**What you have to do**.
Find each line in the records below that contains the word "tower", and copy those lines.

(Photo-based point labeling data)
>> Begin

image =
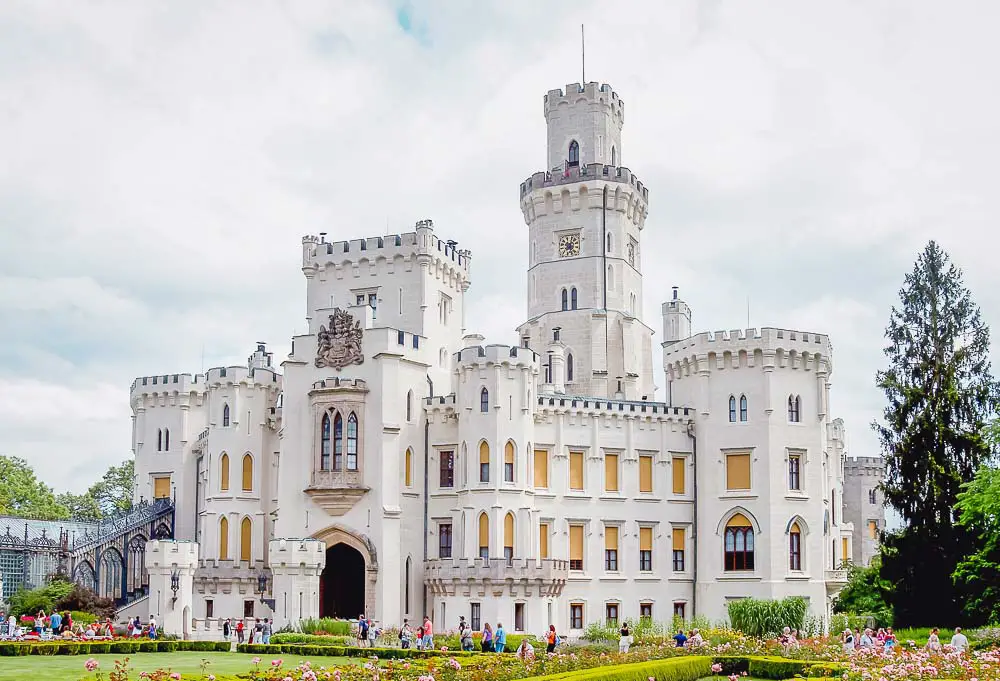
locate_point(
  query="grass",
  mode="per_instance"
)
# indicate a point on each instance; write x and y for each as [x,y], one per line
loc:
[70,667]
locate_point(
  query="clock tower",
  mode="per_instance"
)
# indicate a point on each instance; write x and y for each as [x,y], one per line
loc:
[585,215]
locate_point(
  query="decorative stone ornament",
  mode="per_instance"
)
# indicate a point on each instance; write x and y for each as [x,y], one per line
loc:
[339,344]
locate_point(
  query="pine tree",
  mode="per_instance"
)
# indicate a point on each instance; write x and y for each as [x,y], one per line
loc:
[940,395]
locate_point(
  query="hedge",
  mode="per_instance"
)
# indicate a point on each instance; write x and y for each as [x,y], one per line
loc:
[122,647]
[344,651]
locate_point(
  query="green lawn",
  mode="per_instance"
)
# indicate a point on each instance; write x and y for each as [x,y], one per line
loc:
[70,667]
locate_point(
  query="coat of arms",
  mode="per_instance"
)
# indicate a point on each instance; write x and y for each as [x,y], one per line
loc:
[339,343]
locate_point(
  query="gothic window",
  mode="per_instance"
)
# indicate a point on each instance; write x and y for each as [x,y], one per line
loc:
[352,442]
[739,548]
[338,443]
[324,452]
[794,408]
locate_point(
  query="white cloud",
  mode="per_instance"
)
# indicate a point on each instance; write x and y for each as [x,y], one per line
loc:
[161,163]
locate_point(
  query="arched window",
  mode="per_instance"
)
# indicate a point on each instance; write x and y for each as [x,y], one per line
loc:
[247,473]
[484,536]
[224,538]
[508,462]
[795,548]
[338,443]
[739,544]
[246,539]
[794,408]
[508,537]
[324,448]
[352,442]
[224,472]
[484,461]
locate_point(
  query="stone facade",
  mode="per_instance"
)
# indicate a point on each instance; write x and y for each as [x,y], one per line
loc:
[864,505]
[401,466]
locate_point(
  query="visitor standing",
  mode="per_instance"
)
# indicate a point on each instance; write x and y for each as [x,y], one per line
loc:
[959,641]
[499,638]
[428,634]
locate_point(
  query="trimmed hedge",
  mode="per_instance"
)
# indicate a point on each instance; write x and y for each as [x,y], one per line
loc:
[344,651]
[121,647]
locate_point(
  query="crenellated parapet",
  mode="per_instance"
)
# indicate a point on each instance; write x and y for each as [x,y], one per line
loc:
[770,348]
[582,188]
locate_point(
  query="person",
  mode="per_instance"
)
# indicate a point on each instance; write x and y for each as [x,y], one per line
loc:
[959,641]
[525,652]
[405,635]
[465,635]
[487,643]
[428,634]
[624,638]
[499,639]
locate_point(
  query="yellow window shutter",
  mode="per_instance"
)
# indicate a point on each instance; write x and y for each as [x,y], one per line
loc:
[611,472]
[737,471]
[484,531]
[611,538]
[678,471]
[645,473]
[541,469]
[246,536]
[645,538]
[224,539]
[576,542]
[576,470]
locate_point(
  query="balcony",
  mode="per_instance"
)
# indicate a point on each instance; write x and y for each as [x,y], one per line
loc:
[477,576]
[336,492]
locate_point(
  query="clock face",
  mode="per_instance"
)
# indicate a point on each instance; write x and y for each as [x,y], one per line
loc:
[569,245]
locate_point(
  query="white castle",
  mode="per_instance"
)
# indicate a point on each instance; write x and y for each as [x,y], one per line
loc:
[398,466]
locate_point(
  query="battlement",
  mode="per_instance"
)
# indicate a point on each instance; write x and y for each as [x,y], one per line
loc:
[592,93]
[295,553]
[171,553]
[595,173]
[497,354]
[317,252]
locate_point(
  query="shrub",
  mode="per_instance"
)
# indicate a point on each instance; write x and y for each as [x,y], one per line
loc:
[766,618]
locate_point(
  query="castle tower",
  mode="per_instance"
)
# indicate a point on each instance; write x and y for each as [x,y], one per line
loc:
[585,216]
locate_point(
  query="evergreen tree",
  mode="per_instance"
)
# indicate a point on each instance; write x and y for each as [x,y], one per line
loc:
[940,395]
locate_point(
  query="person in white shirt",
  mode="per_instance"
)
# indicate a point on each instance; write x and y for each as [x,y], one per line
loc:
[959,642]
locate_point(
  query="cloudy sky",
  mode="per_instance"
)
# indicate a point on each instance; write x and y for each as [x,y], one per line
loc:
[159,162]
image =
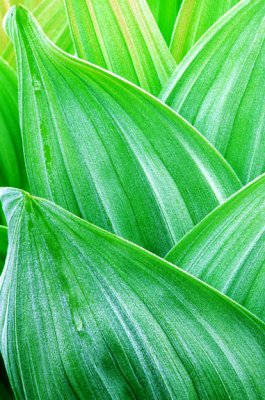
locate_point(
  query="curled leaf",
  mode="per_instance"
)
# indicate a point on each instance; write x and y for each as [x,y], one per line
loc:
[227,248]
[219,87]
[122,37]
[102,318]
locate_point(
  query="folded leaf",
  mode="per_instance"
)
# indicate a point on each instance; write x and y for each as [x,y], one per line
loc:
[193,20]
[52,17]
[3,246]
[219,87]
[109,152]
[101,318]
[122,37]
[165,13]
[12,170]
[227,249]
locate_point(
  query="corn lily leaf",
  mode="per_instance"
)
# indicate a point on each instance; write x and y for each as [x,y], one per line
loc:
[12,170]
[3,247]
[53,19]
[102,318]
[219,87]
[122,37]
[227,249]
[82,125]
[165,13]
[194,19]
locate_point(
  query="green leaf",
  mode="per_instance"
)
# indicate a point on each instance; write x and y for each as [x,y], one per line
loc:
[227,248]
[194,19]
[219,87]
[108,151]
[52,17]
[100,318]
[12,170]
[122,37]
[3,246]
[165,13]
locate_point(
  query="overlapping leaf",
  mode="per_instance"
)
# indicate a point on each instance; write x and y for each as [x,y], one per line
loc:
[165,13]
[102,318]
[105,150]
[193,20]
[227,249]
[52,17]
[219,87]
[12,170]
[122,37]
[3,246]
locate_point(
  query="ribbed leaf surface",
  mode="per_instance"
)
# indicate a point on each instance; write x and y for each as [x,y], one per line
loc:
[109,152]
[227,249]
[122,37]
[219,87]
[165,13]
[193,20]
[100,318]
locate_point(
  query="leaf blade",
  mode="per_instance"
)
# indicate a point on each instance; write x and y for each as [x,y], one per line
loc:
[89,124]
[226,249]
[122,37]
[219,88]
[193,20]
[134,290]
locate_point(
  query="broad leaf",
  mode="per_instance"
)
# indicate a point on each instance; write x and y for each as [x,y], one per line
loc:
[3,246]
[52,17]
[100,318]
[12,171]
[227,249]
[194,19]
[108,151]
[122,37]
[165,13]
[219,87]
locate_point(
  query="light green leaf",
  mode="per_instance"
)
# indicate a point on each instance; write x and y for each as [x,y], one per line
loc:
[108,151]
[165,13]
[100,318]
[12,170]
[52,17]
[219,87]
[194,19]
[122,37]
[3,247]
[227,249]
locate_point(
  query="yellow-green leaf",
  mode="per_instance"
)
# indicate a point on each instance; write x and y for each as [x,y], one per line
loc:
[219,87]
[108,151]
[122,37]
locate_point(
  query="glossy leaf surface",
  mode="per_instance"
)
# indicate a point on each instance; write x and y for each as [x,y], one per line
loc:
[227,249]
[52,17]
[165,13]
[194,19]
[219,87]
[3,246]
[82,323]
[109,152]
[12,170]
[122,37]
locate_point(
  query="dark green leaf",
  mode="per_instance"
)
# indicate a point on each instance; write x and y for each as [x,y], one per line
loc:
[219,87]
[109,152]
[227,249]
[165,13]
[122,37]
[100,318]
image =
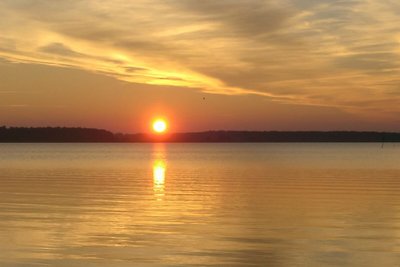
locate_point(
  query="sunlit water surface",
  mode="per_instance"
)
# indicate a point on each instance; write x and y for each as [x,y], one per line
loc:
[111,205]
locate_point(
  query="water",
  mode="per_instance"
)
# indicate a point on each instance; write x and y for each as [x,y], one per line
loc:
[199,205]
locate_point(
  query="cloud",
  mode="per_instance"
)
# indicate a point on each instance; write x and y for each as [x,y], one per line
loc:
[335,53]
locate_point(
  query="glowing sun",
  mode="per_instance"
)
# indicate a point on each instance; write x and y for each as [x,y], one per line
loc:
[160,126]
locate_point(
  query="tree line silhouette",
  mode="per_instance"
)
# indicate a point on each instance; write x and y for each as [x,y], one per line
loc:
[69,135]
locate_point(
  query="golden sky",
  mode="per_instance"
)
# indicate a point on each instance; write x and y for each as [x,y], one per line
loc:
[262,65]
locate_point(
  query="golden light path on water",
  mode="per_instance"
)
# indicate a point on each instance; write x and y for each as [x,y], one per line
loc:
[159,170]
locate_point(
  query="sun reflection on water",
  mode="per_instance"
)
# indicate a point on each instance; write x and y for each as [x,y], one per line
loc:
[159,169]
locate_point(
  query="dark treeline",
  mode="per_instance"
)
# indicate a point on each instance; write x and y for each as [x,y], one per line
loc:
[66,135]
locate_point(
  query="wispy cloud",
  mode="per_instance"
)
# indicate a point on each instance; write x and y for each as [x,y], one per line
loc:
[331,53]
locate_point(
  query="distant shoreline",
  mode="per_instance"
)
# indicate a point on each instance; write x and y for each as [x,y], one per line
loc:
[89,135]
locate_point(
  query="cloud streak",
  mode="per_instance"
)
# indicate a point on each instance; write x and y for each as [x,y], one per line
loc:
[338,53]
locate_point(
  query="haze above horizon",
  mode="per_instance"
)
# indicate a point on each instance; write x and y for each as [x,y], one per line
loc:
[232,65]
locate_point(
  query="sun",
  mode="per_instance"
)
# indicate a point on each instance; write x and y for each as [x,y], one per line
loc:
[160,126]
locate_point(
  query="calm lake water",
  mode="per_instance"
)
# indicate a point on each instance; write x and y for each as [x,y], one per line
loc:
[108,205]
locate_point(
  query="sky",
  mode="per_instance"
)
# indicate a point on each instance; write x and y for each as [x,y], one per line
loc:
[203,65]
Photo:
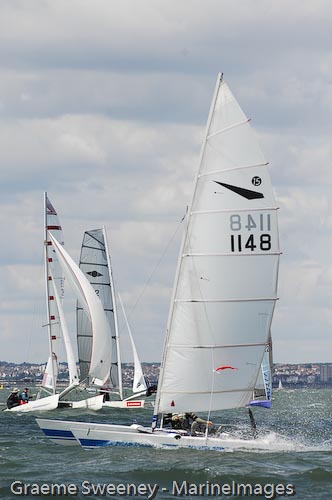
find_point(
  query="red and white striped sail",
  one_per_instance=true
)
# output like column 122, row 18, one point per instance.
column 54, row 282
column 101, row 355
column 57, row 326
column 226, row 283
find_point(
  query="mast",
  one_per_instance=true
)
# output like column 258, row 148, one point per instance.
column 47, row 278
column 116, row 326
column 177, row 275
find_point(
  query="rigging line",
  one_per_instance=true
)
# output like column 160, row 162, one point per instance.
column 158, row 263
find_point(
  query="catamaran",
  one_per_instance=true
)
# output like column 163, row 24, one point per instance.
column 224, row 292
column 95, row 263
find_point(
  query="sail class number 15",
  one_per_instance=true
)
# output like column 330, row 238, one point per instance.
column 250, row 232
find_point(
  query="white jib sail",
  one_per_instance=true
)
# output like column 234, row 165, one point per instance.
column 139, row 383
column 226, row 283
column 72, row 368
column 95, row 263
column 52, row 283
column 101, row 346
column 50, row 373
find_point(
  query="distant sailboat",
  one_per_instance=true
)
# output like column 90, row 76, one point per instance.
column 95, row 263
column 224, row 292
column 263, row 387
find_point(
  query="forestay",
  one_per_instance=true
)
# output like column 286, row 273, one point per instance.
column 226, row 283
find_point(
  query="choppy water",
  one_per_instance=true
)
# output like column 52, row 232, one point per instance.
column 294, row 448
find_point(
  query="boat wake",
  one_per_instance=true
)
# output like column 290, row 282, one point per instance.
column 273, row 442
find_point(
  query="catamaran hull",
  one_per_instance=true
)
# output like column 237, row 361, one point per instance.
column 43, row 404
column 138, row 403
column 62, row 431
column 89, row 437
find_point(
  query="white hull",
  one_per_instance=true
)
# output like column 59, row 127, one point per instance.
column 138, row 403
column 95, row 403
column 92, row 436
column 43, row 404
column 61, row 431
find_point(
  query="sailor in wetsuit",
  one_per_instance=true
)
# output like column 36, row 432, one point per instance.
column 189, row 422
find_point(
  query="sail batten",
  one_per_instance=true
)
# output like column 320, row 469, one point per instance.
column 222, row 308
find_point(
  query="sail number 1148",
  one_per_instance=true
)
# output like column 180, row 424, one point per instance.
column 259, row 227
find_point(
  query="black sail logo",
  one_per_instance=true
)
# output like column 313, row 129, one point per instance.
column 245, row 193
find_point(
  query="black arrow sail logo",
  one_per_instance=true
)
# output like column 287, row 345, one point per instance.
column 246, row 193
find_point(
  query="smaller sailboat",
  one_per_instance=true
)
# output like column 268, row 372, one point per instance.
column 263, row 389
column 95, row 263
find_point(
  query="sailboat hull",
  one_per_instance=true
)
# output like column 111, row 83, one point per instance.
column 62, row 431
column 42, row 404
column 138, row 403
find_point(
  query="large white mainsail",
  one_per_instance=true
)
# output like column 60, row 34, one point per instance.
column 101, row 352
column 226, row 283
column 95, row 264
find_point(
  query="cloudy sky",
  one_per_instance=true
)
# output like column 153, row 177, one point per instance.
column 103, row 104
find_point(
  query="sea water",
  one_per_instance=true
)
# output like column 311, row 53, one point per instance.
column 291, row 458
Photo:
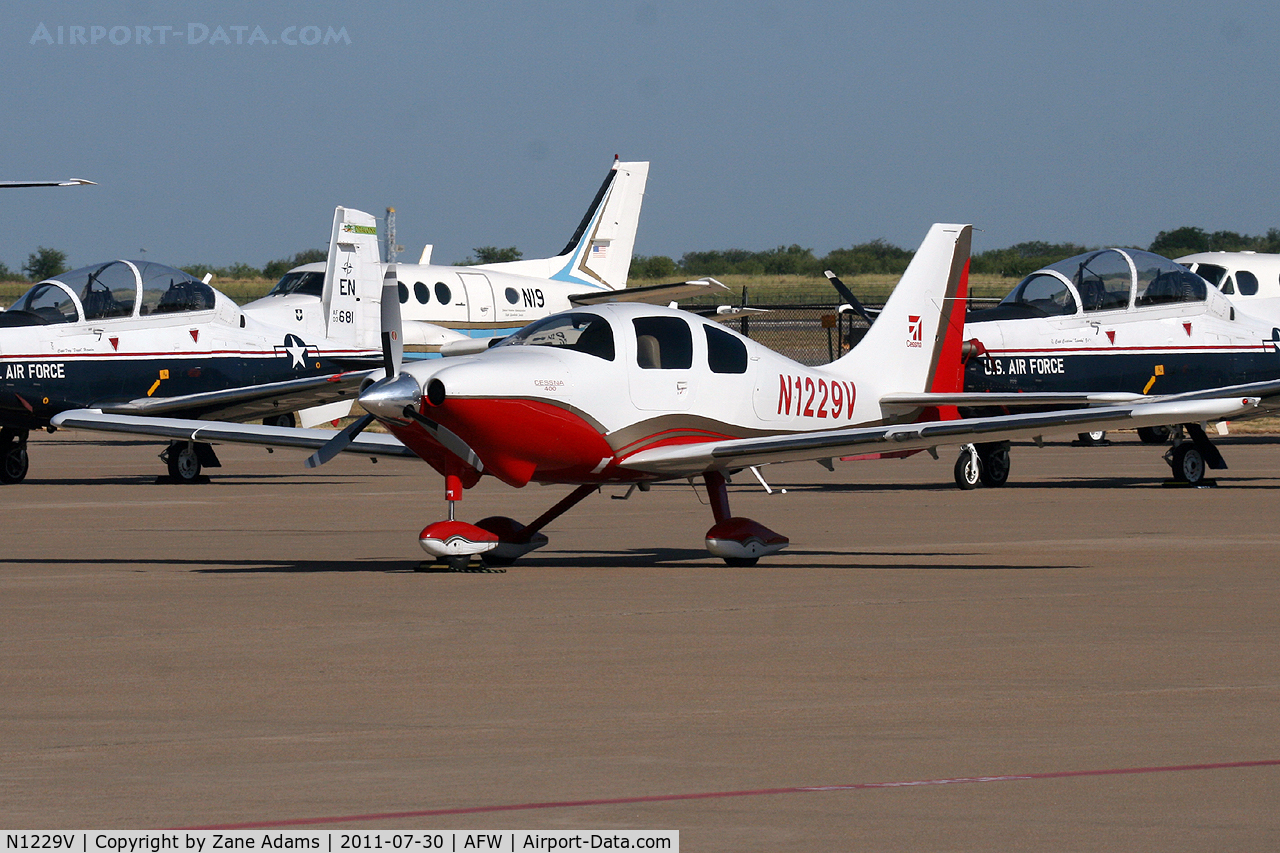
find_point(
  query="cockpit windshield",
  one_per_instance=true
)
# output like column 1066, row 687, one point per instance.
column 309, row 282
column 1043, row 293
column 1107, row 279
column 589, row 333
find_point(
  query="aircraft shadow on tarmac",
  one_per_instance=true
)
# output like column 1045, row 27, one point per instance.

>> End

**Final result**.
  query="clock tower",
  query="castle tower",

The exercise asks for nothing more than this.